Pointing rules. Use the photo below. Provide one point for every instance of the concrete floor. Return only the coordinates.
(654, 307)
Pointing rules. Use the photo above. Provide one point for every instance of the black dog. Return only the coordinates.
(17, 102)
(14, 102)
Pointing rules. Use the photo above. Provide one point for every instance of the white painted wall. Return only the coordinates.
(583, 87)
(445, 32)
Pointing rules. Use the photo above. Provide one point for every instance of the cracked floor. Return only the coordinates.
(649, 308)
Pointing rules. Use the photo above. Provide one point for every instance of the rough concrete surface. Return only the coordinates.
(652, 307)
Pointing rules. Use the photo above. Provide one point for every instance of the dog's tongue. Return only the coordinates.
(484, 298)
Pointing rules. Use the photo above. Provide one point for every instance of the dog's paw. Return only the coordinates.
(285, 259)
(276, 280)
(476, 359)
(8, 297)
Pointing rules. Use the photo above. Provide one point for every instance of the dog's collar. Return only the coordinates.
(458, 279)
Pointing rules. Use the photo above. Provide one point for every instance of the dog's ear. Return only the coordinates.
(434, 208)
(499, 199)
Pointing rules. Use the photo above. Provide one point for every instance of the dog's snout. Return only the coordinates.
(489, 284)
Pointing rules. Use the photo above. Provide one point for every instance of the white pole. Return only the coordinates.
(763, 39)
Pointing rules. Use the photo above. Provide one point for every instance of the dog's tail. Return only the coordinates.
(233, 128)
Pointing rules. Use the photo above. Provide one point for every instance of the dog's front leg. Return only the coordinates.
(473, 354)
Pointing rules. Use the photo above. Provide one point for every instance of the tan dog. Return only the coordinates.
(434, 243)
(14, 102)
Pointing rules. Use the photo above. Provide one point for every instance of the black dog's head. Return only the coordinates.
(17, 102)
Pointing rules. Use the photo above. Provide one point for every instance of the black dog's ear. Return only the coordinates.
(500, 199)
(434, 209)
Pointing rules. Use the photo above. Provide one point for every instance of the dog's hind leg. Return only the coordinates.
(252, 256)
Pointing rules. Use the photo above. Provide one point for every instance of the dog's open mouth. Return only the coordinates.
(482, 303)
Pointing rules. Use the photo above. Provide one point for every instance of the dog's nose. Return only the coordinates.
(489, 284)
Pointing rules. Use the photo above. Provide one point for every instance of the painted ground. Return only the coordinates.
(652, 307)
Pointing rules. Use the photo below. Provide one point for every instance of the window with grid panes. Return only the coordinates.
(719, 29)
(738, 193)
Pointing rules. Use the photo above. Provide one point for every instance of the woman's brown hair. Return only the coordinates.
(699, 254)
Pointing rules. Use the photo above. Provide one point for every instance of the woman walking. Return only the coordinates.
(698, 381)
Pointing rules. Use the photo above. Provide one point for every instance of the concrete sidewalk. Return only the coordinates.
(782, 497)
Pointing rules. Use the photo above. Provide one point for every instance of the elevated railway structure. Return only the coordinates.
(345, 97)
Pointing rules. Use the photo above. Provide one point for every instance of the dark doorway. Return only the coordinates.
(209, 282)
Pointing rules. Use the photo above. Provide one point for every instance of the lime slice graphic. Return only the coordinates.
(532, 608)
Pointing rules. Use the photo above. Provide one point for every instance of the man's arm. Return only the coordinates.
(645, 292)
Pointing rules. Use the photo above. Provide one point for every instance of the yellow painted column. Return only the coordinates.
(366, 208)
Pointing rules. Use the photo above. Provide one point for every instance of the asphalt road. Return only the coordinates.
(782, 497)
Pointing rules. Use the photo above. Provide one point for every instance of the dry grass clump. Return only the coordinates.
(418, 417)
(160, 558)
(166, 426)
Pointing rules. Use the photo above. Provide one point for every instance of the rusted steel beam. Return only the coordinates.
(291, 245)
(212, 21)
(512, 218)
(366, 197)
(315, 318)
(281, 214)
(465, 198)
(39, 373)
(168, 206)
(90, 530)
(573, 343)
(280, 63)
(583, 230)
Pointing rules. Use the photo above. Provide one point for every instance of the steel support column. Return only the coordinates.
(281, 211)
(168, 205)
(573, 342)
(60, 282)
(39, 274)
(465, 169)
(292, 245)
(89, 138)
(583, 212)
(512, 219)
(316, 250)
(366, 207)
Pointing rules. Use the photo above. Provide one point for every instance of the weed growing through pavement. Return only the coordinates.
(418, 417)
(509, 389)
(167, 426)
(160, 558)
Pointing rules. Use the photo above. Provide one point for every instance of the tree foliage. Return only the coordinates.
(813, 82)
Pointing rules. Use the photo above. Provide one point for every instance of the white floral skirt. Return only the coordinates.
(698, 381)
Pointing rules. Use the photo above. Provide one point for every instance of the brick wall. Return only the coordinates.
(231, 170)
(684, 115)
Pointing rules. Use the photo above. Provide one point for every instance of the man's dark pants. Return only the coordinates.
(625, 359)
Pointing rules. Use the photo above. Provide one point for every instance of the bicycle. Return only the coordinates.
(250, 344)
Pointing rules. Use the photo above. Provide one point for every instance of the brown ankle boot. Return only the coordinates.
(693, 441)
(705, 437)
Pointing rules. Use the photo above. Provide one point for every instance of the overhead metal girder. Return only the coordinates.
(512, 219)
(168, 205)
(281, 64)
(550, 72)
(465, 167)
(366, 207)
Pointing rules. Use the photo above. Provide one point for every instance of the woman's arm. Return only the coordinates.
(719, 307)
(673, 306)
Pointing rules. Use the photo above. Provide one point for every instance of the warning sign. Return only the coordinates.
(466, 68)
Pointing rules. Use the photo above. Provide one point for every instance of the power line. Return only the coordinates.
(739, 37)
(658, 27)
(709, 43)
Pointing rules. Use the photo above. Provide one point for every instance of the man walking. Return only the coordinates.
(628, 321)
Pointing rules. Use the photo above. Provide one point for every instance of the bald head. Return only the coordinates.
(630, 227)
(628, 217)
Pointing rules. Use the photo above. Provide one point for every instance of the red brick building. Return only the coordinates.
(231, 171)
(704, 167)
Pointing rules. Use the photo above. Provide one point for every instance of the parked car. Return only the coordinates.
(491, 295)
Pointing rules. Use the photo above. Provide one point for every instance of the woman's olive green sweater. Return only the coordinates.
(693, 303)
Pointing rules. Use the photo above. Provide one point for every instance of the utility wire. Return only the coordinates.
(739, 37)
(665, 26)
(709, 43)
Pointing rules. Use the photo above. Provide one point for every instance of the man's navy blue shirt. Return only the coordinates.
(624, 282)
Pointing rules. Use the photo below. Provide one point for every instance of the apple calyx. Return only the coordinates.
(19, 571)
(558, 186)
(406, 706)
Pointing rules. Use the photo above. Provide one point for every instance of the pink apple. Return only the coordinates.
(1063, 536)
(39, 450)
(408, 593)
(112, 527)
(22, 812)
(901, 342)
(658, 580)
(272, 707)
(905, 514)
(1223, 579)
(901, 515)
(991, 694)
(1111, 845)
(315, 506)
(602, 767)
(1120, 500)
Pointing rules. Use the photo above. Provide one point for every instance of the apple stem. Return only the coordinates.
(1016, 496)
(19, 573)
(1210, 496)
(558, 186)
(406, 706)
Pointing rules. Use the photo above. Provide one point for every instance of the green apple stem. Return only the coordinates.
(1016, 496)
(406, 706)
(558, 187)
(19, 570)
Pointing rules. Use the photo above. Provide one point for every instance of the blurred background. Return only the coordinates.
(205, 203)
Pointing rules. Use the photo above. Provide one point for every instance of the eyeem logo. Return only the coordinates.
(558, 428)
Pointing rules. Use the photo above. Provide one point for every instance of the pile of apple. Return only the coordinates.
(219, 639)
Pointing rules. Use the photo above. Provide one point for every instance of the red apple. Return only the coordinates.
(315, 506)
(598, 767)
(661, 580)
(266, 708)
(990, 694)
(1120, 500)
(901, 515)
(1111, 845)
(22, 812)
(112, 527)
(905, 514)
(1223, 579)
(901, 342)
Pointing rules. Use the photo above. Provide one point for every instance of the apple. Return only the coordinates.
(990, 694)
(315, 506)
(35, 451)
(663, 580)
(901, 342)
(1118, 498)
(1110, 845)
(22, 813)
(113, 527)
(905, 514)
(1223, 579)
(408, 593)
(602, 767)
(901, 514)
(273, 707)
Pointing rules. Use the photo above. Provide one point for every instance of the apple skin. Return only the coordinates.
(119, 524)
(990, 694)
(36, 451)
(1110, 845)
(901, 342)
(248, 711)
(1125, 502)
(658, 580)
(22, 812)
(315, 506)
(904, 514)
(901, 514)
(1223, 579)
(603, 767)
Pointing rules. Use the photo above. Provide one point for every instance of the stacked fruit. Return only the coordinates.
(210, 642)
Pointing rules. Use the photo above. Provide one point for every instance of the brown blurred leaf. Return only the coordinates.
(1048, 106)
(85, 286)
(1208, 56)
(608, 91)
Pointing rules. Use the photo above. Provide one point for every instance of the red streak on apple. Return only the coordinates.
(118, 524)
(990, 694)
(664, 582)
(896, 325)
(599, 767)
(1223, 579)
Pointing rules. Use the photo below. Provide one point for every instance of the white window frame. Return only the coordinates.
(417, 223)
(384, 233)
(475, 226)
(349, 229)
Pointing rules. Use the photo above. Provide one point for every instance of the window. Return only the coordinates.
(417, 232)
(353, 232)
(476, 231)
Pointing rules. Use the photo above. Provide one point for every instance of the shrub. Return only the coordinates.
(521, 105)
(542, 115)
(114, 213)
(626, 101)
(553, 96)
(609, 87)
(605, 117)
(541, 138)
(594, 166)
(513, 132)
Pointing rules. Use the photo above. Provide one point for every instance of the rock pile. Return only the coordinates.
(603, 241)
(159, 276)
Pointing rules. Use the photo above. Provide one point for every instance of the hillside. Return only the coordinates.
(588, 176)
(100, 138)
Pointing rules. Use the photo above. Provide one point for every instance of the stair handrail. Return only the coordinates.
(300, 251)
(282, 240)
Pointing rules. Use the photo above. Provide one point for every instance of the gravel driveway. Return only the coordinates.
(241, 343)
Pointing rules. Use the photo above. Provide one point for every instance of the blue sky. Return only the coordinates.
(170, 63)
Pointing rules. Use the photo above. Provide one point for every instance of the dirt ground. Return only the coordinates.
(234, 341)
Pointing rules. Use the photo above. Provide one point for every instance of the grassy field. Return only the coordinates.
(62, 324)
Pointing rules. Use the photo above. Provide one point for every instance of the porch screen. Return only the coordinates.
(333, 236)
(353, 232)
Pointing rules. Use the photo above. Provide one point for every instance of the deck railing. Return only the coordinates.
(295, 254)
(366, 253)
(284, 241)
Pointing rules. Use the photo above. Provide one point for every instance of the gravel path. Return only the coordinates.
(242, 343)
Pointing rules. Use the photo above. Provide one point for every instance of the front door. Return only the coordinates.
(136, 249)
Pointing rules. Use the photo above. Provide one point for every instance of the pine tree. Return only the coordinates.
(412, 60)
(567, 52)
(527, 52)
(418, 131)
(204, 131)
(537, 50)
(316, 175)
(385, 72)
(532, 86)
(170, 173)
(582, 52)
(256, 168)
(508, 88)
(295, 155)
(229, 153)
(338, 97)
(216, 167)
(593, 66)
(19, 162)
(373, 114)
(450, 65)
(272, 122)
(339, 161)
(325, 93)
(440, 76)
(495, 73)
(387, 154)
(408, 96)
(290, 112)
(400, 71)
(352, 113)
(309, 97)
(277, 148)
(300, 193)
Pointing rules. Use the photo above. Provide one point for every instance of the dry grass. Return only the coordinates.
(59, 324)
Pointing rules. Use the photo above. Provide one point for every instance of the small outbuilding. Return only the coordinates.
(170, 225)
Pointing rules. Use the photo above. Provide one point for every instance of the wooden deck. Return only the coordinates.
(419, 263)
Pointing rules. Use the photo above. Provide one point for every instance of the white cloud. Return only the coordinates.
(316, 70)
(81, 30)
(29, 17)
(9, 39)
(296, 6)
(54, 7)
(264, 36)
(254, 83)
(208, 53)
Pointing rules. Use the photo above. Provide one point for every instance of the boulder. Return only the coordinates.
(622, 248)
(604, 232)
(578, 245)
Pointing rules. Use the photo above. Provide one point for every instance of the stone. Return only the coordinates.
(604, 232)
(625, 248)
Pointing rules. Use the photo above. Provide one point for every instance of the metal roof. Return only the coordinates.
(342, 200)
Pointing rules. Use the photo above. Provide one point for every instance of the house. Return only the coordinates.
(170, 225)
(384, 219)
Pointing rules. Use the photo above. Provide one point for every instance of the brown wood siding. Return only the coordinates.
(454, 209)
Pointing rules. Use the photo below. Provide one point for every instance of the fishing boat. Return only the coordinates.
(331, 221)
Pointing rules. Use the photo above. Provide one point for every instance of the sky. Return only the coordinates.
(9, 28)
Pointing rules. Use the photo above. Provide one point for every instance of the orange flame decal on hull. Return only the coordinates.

::::

Given problem:
Edit the lines from the one containing "boat. Return only the coordinates." down to the end of the lines above by replacing "orange" with "yellow" and leaving everything else unchanged. Give back only those edited lines.

Output for this exercise:
Pointing rules. Use the photo below. Provide one point for every instance of the fishing boat. Return only the coordinates.
(331, 221)
Pointing rules. Use the photo above. Provide one point for every instance of the sky. Return only the coordinates.
(9, 28)
Pointing rules. Use the photo above. Provide one point for every instance of the yellow flame decal on hull. Return only the coordinates.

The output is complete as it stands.